What you should do:
The required answer is an exact copy of every line from the beginning of the entries through the line with "Target: yellow cactus flower", with all pictures omitted.

::: Data for processing

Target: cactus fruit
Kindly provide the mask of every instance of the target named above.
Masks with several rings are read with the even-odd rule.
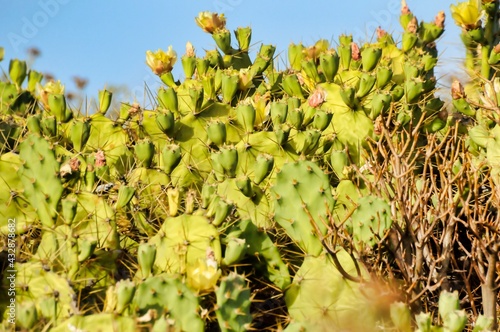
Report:
[[[310,161],[285,164],[273,188],[275,220],[310,255],[319,255],[334,208],[330,182]]]
[[[250,288],[245,278],[236,273],[222,278],[215,295],[217,296],[215,312],[221,331],[248,331],[252,315]]]

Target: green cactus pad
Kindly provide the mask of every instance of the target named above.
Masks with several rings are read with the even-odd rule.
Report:
[[[140,316],[150,309],[156,310],[158,316],[165,315],[168,322],[162,322],[161,318],[158,321],[171,324],[169,331],[204,331],[196,295],[178,279],[164,274],[144,280],[137,287],[131,305]]]
[[[346,251],[339,250],[337,258],[347,273],[357,275]],[[295,322],[313,323],[315,329],[311,331],[365,331],[374,326],[375,317],[368,299],[360,291],[363,287],[344,279],[329,256],[307,256],[285,294],[288,313]],[[363,319],[353,320],[353,315],[360,312]]]
[[[123,317],[111,313],[93,314],[90,316],[76,315],[65,320],[61,325],[52,329],[54,332],[71,331],[137,331],[137,323],[133,317]]]
[[[326,235],[335,204],[328,176],[310,161],[288,163],[278,173],[273,193],[276,222],[304,252],[319,255],[323,246],[318,236]]]
[[[215,285],[221,246],[219,233],[207,218],[195,215],[167,218],[158,234],[148,243],[157,248],[154,271],[171,275],[185,274],[193,283],[196,283],[199,273],[204,273],[211,279],[199,285],[202,290]],[[209,257],[209,252],[213,253],[213,257]],[[210,262],[210,259],[214,262]],[[210,266],[211,263],[215,263],[214,268]],[[198,285],[192,286],[197,288]]]
[[[33,135],[21,143],[19,157],[23,160],[18,174],[24,186],[24,195],[37,211],[42,224],[52,227],[63,193],[59,179],[60,165],[54,149],[45,139]]]
[[[345,224],[358,246],[374,246],[391,228],[391,206],[376,196],[361,197],[356,211]]]
[[[252,315],[250,288],[245,278],[235,273],[222,278],[215,295],[217,296],[215,312],[221,331],[248,331]]]

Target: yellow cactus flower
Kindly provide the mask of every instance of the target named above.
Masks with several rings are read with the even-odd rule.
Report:
[[[168,47],[167,52],[163,50],[146,52],[146,63],[158,76],[171,72],[176,61],[177,53],[172,49],[172,46]]]
[[[196,24],[208,33],[214,33],[226,28],[226,18],[224,14],[217,14],[212,12],[201,12],[195,18]]]
[[[457,5],[451,5],[450,10],[456,25],[466,30],[478,28],[482,16],[478,0],[469,0],[460,2]]]
[[[199,258],[197,263],[187,269],[188,284],[198,291],[212,289],[221,276],[215,254],[212,248],[207,247],[206,258]]]
[[[63,95],[64,94],[64,85],[61,81],[49,81],[44,86],[38,84],[38,93],[40,94],[40,98],[42,99],[42,103],[45,107],[48,107],[49,95]]]

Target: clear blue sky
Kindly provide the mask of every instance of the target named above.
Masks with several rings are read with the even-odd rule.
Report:
[[[459,68],[459,29],[449,13],[455,1],[407,3],[419,20],[432,21],[439,10],[445,11],[446,31],[438,49],[443,52],[441,65],[446,65],[438,73]],[[42,52],[36,70],[60,79],[67,91],[75,90],[73,76],[87,78],[85,92],[92,97],[106,84],[126,84],[139,94],[144,82],[154,87],[159,80],[145,64],[147,50],[166,50],[172,45],[180,57],[187,41],[198,55],[204,54],[203,49],[213,49],[211,36],[194,21],[200,11],[224,12],[230,30],[250,25],[255,48],[261,42],[271,43],[281,52],[290,42],[336,41],[341,33],[366,40],[379,25],[396,32],[397,39],[401,33],[400,0],[2,0],[0,4],[0,46],[5,48],[5,59],[25,59],[26,50],[36,47]],[[8,62],[0,67],[7,71]],[[178,61],[176,78],[181,73]]]

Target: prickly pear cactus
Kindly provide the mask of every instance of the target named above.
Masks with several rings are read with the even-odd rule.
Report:
[[[374,246],[391,228],[391,207],[375,196],[361,197],[358,207],[345,225],[358,246]]]
[[[198,298],[176,278],[164,274],[147,278],[137,287],[131,306],[154,328],[166,324],[167,330],[204,331]]]
[[[352,257],[344,250],[337,258],[347,273],[356,275]],[[318,331],[362,329],[375,324],[369,299],[360,292],[361,283],[346,280],[328,255],[307,256],[286,291],[286,304],[295,322],[313,323]],[[362,271],[366,276],[366,271]],[[353,320],[352,312],[363,312],[363,320]]]
[[[319,255],[335,204],[326,174],[310,161],[285,164],[273,194],[276,222],[305,253]]]
[[[482,2],[488,15],[493,2],[497,10]],[[454,18],[477,16],[462,14]],[[335,47],[291,44],[283,70],[276,46],[252,50],[251,28],[232,39],[223,14],[195,21],[216,48],[147,51],[161,81],[148,106],[113,109],[112,91],[101,90],[88,114],[70,107],[61,82],[10,61],[0,82],[0,243],[15,219],[19,327],[244,331],[269,328],[256,322],[262,315],[286,331],[385,324],[353,260],[398,223],[390,199],[371,192],[370,148],[411,136],[418,149],[457,124],[435,95],[444,14],[418,22],[403,2],[400,43],[379,28],[361,44],[351,35]],[[499,50],[476,37],[498,29],[473,23],[461,25],[463,40],[470,54],[480,46],[490,80]],[[172,73],[178,58],[183,80]],[[455,84],[451,102],[474,122],[469,133],[459,124],[471,162],[497,183],[499,82],[469,97]],[[337,234],[352,255],[345,237],[325,250]],[[279,302],[269,312],[254,300],[264,288]],[[393,308],[402,317],[393,325],[407,329],[407,308]],[[461,327],[451,326],[463,321],[457,310],[441,316],[447,329]]]
[[[213,288],[219,279],[221,245],[217,229],[203,216],[168,218],[149,240],[156,247],[155,273],[187,277],[196,290]]]
[[[32,135],[19,146],[19,156],[23,161],[18,173],[24,195],[37,211],[42,224],[52,227],[63,193],[54,148],[43,138]]]
[[[245,278],[230,274],[221,279],[215,291],[217,320],[221,331],[248,331],[252,322],[250,314],[250,288]]]

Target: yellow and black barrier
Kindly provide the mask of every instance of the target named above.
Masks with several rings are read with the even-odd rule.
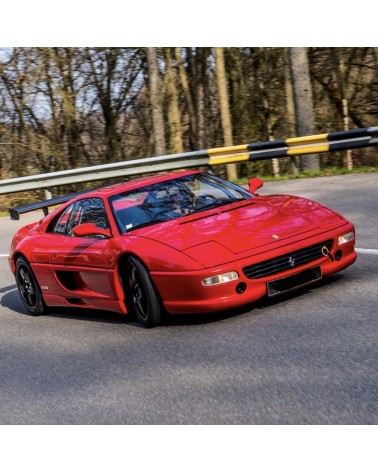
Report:
[[[378,145],[378,126],[208,149],[209,165],[344,151]]]
[[[378,126],[358,128],[351,131],[279,139],[253,144],[242,144],[200,151],[147,157],[124,162],[112,162],[97,166],[67,169],[48,174],[33,174],[14,179],[0,180],[0,195],[49,189],[55,186],[72,185],[134,176],[151,172],[169,172],[176,169],[198,168],[232,162],[257,161],[280,157],[299,156],[329,151],[378,146]]]

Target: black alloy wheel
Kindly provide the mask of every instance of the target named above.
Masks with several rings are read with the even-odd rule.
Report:
[[[127,261],[126,303],[146,328],[157,326],[161,321],[161,303],[144,265],[135,257]]]
[[[16,262],[16,284],[25,308],[32,315],[42,315],[46,311],[41,289],[29,262],[23,256]]]

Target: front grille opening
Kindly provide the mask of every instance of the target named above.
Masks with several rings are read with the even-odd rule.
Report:
[[[283,256],[278,256],[267,261],[259,262],[258,264],[246,266],[243,268],[243,273],[249,279],[259,279],[261,277],[279,274],[280,272],[284,272],[285,270],[294,267],[300,267],[324,257],[322,254],[322,247],[326,246],[330,251],[332,248],[332,242],[332,239],[328,239],[327,241],[287,253]]]

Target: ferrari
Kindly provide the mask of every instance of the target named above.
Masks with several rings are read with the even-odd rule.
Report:
[[[230,310],[313,284],[356,260],[351,222],[312,200],[259,195],[202,171],[139,178],[10,209],[44,217],[13,237],[9,264],[28,312]],[[49,208],[57,206],[49,212]]]

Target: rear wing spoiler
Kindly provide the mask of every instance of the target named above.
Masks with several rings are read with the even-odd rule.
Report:
[[[43,200],[41,202],[36,202],[36,203],[28,203],[27,205],[20,205],[14,208],[9,208],[9,214],[10,214],[10,219],[11,220],[19,220],[20,215],[22,213],[29,213],[31,211],[35,210],[42,210],[43,214],[46,216],[49,214],[49,207],[55,206],[55,205],[61,205],[62,203],[68,202],[68,200],[71,200],[71,198],[78,197],[80,195],[83,195],[88,192],[92,192],[93,190],[98,190],[100,188],[108,187],[108,185],[102,185],[100,187],[94,187],[94,188],[89,188],[86,190],[82,190],[80,192],[75,192],[75,193],[70,193],[68,195],[64,195],[62,197],[55,197],[55,198],[50,198],[49,200]]]
[[[71,198],[74,198],[77,194],[72,193],[65,195],[64,197],[50,198],[50,200],[43,200],[42,202],[28,203],[27,205],[20,205],[14,208],[9,208],[10,219],[19,220],[22,213],[29,213],[30,211],[43,210],[43,214],[46,216],[49,214],[49,207],[54,205],[61,205],[62,203],[68,202]]]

::::::

Response:
Target: cactus fruit
Kindly provide the mask of every instance of the target named above.
Masks with several rings are read with the even-odd rule.
Report:
[[[310,161],[285,164],[273,188],[275,220],[310,255],[319,255],[334,208],[330,182]]]
[[[250,288],[245,278],[236,273],[222,278],[215,295],[217,296],[215,312],[221,331],[248,331],[252,315]]]

Target: green cactus pad
Kindly provide the mask of every instance of the target named above.
Masks with several rings are read with the even-odd rule.
Report:
[[[140,316],[150,309],[156,310],[158,316],[165,315],[168,322],[162,322],[161,318],[158,321],[171,324],[169,331],[204,331],[196,295],[178,279],[164,274],[144,280],[137,287],[131,305]]]
[[[346,251],[339,250],[337,258],[347,273],[357,275]],[[295,322],[313,323],[315,329],[311,331],[365,331],[374,326],[375,317],[368,299],[360,291],[363,287],[344,279],[329,256],[307,256],[285,294],[288,313]],[[363,319],[353,320],[353,315],[360,312]]]
[[[123,317],[111,313],[93,314],[90,316],[76,315],[65,320],[61,325],[52,329],[54,332],[71,331],[137,331],[137,323],[133,317]]]
[[[326,235],[335,204],[328,176],[310,161],[288,163],[278,173],[273,193],[276,222],[304,252],[319,255],[323,246],[318,236]]]
[[[215,285],[221,246],[219,233],[207,218],[195,215],[167,218],[158,234],[148,243],[157,248],[154,271],[171,275],[185,274],[193,283],[196,283],[199,273],[204,273],[211,279],[199,285],[202,290]],[[209,257],[209,252],[213,253],[213,257]],[[210,262],[210,259],[214,262]],[[210,266],[211,263],[215,263],[214,268]],[[198,285],[192,286],[197,288]]]
[[[33,135],[21,143],[19,157],[23,160],[18,174],[24,186],[24,195],[37,211],[42,224],[52,227],[63,193],[59,179],[60,165],[54,149],[45,139]]]
[[[345,224],[358,246],[374,246],[391,228],[391,206],[376,196],[361,197],[356,211]]]
[[[252,315],[250,288],[245,278],[235,273],[222,278],[215,295],[217,296],[215,312],[221,331],[248,331]]]

Target: yellow cactus flower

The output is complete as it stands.